- **PROBLEM TO SOLVE**
Scan the data below and give the number of lines that include the word "grass", with no other words.

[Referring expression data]
*** Block opens ***

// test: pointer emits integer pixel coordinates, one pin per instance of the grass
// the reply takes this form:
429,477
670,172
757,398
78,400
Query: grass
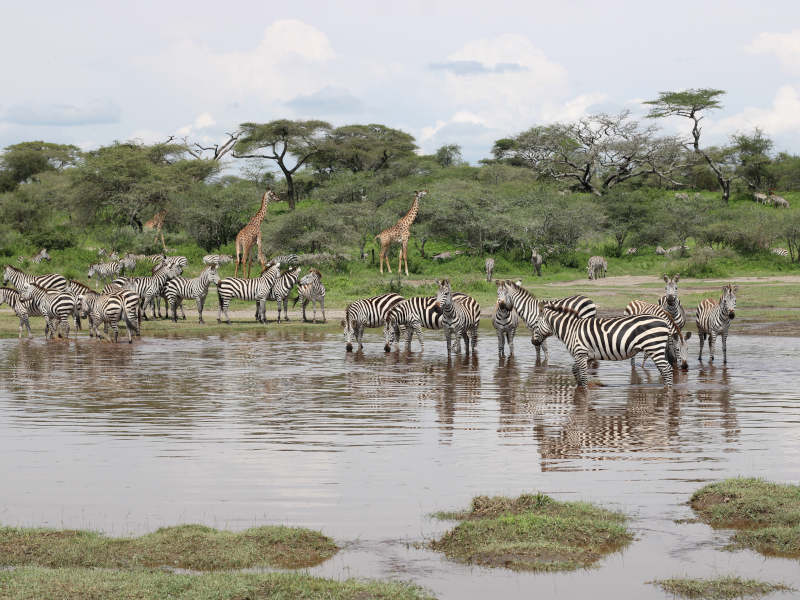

*** Block closes ***

- **OUTPUT OF THE EXERCISE**
2